Request:
Starting at the beginning of the items and continuing through the line that contains "[[229, 120], [209, 118], [209, 163], [229, 162]]", rewrite the lines with "storm door" replaced by "screen door", leaving everything else unchanged.
— Start of Raw records —
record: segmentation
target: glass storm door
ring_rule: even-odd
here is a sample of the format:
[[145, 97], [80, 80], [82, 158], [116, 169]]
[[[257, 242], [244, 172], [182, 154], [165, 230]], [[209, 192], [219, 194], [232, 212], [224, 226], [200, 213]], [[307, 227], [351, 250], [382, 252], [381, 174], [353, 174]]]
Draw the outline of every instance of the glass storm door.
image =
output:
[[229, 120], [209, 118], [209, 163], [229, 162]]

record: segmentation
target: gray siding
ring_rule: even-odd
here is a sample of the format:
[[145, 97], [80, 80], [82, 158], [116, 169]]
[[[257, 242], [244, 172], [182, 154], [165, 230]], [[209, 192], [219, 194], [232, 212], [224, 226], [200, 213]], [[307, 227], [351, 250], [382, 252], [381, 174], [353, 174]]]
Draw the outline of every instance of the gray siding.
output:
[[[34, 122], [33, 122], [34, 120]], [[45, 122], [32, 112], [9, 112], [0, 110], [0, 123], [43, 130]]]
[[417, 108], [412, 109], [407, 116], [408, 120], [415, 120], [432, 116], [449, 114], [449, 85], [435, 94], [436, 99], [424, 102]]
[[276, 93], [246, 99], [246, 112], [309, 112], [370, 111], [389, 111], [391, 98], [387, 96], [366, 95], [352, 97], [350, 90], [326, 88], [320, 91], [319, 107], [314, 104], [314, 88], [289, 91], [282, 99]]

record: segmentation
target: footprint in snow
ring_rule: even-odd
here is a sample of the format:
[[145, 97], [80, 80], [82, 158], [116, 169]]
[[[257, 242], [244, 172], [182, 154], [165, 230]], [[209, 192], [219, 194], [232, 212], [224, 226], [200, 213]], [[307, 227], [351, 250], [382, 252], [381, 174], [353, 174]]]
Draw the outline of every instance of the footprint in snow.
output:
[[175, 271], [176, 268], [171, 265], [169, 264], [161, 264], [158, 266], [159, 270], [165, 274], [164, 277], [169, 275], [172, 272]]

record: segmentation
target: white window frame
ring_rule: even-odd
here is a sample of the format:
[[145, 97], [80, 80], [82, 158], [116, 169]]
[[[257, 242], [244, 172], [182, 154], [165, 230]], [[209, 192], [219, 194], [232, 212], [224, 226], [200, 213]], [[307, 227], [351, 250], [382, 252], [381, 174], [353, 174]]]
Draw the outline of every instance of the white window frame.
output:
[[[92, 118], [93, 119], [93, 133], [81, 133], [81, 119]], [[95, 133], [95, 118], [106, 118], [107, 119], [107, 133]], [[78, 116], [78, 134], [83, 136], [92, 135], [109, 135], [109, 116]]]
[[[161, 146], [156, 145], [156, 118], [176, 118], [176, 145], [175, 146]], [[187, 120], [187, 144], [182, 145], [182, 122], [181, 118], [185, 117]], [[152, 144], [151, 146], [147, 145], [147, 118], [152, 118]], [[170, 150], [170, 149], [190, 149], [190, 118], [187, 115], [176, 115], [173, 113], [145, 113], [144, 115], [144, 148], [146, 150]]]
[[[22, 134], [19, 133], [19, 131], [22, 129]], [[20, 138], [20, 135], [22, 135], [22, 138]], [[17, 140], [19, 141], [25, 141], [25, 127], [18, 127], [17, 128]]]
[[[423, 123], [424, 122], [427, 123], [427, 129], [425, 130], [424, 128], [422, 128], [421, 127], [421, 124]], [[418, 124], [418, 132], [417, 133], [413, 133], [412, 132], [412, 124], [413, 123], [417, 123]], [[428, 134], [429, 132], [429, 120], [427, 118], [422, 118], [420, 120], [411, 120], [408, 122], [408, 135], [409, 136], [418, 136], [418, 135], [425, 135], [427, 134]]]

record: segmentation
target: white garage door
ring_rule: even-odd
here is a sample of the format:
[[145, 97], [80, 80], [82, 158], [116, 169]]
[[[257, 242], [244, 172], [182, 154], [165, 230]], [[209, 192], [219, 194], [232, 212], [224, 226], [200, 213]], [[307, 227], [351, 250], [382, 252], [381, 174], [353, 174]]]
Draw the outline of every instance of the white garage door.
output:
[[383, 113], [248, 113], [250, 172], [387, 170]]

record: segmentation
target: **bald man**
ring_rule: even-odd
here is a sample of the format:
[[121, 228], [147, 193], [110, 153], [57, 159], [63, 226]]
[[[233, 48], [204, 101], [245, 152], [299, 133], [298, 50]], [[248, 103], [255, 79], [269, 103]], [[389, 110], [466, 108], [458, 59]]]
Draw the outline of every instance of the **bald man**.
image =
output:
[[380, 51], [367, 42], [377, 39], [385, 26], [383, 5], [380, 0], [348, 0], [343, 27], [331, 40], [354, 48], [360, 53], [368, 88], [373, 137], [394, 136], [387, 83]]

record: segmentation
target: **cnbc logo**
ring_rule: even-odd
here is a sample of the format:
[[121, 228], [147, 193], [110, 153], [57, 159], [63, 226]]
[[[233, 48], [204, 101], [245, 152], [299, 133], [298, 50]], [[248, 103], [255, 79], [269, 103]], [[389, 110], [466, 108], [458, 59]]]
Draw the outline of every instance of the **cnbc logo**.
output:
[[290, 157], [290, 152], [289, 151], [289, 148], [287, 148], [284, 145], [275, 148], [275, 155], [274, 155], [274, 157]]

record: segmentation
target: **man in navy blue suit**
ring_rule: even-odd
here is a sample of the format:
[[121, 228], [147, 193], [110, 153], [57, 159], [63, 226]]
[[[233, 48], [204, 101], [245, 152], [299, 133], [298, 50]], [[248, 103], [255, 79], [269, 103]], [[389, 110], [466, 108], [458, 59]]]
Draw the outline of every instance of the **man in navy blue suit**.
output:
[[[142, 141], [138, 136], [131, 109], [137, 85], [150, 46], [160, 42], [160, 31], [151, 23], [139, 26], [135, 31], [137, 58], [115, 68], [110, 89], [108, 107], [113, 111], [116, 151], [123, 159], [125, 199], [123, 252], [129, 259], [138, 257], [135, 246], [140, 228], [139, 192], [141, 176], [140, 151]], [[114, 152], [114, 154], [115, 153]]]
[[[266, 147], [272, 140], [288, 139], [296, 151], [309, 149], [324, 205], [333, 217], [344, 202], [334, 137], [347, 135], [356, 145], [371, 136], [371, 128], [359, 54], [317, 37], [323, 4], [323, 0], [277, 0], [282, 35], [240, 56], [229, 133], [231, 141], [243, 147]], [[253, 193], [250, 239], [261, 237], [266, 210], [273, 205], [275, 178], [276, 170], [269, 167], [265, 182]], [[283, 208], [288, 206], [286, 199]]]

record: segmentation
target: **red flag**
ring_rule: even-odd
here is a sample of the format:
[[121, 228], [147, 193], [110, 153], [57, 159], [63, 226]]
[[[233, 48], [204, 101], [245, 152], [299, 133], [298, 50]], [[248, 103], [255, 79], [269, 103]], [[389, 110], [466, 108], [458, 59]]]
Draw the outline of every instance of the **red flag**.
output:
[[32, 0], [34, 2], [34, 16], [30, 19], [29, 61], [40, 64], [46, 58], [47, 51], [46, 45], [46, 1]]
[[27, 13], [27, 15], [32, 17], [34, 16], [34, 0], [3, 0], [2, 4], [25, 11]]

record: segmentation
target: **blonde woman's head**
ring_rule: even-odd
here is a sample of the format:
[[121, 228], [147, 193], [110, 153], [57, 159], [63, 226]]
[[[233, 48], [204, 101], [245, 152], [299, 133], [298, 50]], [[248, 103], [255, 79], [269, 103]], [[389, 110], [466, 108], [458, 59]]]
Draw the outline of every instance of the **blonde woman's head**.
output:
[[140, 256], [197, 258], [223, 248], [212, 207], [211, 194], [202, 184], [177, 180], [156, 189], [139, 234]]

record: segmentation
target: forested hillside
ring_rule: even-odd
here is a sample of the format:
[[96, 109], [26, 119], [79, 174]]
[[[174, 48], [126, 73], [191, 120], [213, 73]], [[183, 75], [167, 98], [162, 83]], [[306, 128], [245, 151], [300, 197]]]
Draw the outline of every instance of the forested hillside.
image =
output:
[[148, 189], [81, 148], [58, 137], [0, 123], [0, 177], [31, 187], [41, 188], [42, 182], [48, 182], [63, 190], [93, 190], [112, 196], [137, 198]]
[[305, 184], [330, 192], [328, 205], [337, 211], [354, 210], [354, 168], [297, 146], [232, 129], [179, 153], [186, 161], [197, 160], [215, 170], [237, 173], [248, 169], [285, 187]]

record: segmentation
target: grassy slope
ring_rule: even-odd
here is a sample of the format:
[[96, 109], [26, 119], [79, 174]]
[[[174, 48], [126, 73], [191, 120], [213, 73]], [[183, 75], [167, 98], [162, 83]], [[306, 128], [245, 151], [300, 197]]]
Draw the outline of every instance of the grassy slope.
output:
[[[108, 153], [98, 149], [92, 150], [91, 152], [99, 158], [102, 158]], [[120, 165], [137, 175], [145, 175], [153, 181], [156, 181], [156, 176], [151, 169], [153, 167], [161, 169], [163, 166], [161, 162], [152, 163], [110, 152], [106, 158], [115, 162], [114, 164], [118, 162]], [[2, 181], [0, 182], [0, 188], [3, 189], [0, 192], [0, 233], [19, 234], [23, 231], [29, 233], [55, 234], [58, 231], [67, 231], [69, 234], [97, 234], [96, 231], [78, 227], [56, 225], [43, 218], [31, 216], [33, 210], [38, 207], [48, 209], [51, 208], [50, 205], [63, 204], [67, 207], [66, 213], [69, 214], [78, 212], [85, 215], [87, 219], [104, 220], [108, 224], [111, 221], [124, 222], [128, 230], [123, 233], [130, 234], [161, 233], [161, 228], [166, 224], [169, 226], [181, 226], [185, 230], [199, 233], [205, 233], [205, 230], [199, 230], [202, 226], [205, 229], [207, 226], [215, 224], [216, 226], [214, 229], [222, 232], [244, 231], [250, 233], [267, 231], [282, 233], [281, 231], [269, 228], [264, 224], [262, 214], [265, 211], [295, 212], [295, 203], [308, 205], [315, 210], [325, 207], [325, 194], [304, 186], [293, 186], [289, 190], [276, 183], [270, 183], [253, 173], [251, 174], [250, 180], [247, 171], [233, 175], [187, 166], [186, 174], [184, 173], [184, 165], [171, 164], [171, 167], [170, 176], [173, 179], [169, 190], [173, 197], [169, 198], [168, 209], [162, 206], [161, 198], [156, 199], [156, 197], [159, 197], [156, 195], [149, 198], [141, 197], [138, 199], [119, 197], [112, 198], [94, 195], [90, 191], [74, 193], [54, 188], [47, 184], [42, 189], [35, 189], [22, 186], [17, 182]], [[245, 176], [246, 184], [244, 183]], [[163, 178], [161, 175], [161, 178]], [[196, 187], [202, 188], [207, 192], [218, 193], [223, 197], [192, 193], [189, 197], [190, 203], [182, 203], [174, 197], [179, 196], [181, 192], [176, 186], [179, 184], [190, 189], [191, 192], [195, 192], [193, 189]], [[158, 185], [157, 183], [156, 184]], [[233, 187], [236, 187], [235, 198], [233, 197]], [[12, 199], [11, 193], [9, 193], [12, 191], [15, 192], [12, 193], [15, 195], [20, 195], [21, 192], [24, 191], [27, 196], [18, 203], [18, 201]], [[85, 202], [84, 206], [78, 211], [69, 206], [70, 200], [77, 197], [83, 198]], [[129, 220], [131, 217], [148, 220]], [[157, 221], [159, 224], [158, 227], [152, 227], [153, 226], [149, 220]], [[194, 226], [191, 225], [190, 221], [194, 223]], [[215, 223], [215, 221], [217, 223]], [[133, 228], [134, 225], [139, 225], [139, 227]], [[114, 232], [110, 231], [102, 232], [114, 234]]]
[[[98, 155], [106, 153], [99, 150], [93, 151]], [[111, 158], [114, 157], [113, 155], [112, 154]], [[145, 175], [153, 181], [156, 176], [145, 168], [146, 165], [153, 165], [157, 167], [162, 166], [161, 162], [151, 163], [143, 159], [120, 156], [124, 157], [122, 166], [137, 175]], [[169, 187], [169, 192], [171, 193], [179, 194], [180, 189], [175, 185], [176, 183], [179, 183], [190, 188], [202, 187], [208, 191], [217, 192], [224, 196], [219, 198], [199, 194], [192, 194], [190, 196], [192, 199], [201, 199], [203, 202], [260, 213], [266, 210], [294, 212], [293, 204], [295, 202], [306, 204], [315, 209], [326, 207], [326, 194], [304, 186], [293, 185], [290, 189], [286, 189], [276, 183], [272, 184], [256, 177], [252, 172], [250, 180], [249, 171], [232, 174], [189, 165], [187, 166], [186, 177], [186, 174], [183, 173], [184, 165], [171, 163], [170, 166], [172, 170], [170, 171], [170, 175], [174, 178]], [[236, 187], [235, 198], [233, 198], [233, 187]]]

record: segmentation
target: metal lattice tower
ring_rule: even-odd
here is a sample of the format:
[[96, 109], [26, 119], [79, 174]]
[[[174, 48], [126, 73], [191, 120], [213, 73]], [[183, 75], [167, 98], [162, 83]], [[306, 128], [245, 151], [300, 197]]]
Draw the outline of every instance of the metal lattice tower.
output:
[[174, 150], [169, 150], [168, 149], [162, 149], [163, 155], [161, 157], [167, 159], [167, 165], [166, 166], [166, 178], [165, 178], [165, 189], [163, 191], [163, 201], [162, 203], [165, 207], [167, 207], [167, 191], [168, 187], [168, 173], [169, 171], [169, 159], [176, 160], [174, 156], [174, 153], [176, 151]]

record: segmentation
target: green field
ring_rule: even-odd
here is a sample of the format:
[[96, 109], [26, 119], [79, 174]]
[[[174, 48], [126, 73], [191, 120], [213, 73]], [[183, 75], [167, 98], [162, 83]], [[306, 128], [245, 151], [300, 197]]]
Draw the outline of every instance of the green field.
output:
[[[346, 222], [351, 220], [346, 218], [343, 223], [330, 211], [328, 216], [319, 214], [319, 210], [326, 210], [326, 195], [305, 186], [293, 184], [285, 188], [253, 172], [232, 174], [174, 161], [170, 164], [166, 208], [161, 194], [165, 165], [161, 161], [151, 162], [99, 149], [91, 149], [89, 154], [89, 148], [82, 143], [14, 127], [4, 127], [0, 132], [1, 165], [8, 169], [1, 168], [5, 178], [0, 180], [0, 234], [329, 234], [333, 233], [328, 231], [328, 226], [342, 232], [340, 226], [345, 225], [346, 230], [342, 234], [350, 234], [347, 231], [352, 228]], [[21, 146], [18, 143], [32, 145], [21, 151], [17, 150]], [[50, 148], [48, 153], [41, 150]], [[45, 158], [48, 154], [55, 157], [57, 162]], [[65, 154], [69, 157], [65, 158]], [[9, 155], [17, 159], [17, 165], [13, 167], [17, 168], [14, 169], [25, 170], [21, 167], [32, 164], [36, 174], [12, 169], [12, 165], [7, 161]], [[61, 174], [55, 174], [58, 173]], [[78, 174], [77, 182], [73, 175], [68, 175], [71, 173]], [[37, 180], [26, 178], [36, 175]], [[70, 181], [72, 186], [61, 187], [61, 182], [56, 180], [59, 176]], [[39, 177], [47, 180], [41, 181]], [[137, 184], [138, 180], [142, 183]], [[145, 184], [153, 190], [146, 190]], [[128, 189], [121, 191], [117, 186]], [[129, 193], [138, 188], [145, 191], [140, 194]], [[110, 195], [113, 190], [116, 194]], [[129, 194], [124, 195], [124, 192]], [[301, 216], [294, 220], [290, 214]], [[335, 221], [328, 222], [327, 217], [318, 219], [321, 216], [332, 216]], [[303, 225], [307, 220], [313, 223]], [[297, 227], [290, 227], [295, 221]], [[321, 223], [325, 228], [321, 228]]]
— End of Raw records —
Exercise result:
record: segmentation
target: glass screen door
ring_rule: even-odd
here is a sample of the format:
[[145, 97], [80, 80], [82, 158], [116, 169]]
[[[257, 242], [244, 172], [182, 154], [165, 230]], [[209, 192], [219, 194], [232, 212], [224, 226], [200, 213]], [[307, 227], [351, 250], [382, 252], [381, 174], [353, 174]]]
Draw the outline of every instance of the glass screen door.
image =
output:
[[229, 120], [209, 118], [209, 163], [229, 162]]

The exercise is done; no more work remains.